How the jsquash compressor works
The algorithm I used is fairly simple – you find groups of characters that are the same, and replace them with “code” characters which stand for those characters.
For example, say you want to compress the following line (only using lowercase letters and a few punctuation marks, for simplicity):
alert(‘peter piper picked a peck of pickled pepper.\na peck of pickled pepper peter piper picked.\nif peter piper picked a peck of pickled pepper,\nwhere’s the peck of pickled pepper peter piper picked?’);
Using the application, we come up with this:
var a='/-+*&%$'.split('') var b='$ p$eter piper picked$eck of pickled pepper$\\\\$\\'$'.split(a[a.length-1]),c='alert(%p+ a-*.&na-*-+.&nif-+ a-*,&nwhere%s the-*-+?%);' for(e in a)c=c.split(a[e]).join(b[e]) eval(c);
The first thing the application does is to get rid of all the unnecessary spaces, comments and semi-colons in the original. I won’t bother explaining that, as it’s simple to understand from the source, and can’t really be improved much (well, the implementation probably can, but I think the results are pretty much ideal). The goal of this article is to explain the compression algorithm, so that readers can potentially help improve the compression.
The first thing the algorithm did was to find all characters from ASCII character 32 (space) upwards to 255, that did not appear in the original. In this case, this included ‘/-+*&%$’ and a whole lot more.
From those characters, a delimiter is chosen, a replacement for backslashes (if they’re used), and a replacement for the apostrophe, which will be used to contain strings in the encoder ($, & and %). Then the compression starts.

_ _ _

> Requirements
A: Decide whether each statement agrees with the jsquash compressor explanation, answering yes or no and quoting the deciding words. (i) The application first removes unnecessary spaces, comments and semi-colons. (ii) The algorithm looks for unused characters from ASCII 32 up to 127. (iii) The article's goal is to explain how the whitespace removal works.
B: Summarize the jsquash compressor explanation in two sentences.
C: Carry the explanation of the jsquash compression algorithm forward from its last sentence.

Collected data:

_ _ _

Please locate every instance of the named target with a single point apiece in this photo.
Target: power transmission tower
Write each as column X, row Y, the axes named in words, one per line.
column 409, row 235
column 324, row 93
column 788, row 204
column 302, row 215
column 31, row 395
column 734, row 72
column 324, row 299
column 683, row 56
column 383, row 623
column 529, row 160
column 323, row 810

_ _ _

> Task results
A:
(i) Yes: "The first thing the application does is to get rid of all the unnecessary spaces, comments and semi-colons in the original."
(ii) No: "from ASCII character 32 (space) upwards to 255"
(iii) No: "The goal of this article is to explain the compression algorithm"

B: The jsquash compressor first strips unnecessary spaces, comments and semi-colons from the original, then replaces groups of identical characters with code characters that stand for them. Its algorithm finds the characters from ASCII 32 to 255 that do not appear in the original and chooses from them a delimiter, a replacement for backslashes and a replacement for the apostrophe before compression starts.

C:
This method follows the algorithm used by Chris’s application here. His method basically starts finding strings of length
x (user-defined – 15 is recommended), and figuring out how much space would be saved if the copies found were replaced by single characters. Then, the algorithm starts again with
x-1, and so on.
There is a problem with that approach, which becomes clear when you try it from the other way around (start with 2 and move up from there).
So, we start at 2. First, we check if the string composed of the first and second characters of the original (‘al’, in our example) appear multiple times. If not, we move on and test the 2nd and 3rd letters (‘le’).
‘le’ does appear a few times, so we can run a quick calculation to see how many characters would be saved if we replaced ‘el’ with ‘*’ (the next unused character in our list). This is 2 (the length of ‘le’) multiplied by 5 (the amount of occurances of the string) minus 5 (the number of replacement characters) minus 2 (two delimiters) – 3 (dunno how to describe this one – the replacement character plus the replaced string, in the end-results encoded strings).
The same test is then run with the 3rd and 4th characters, etc. Whenever a string replacement is found that comes up with a higher score than the current highest, it becomes new highest, and is recorded as the “best” replacement, for when we do the actual replacement.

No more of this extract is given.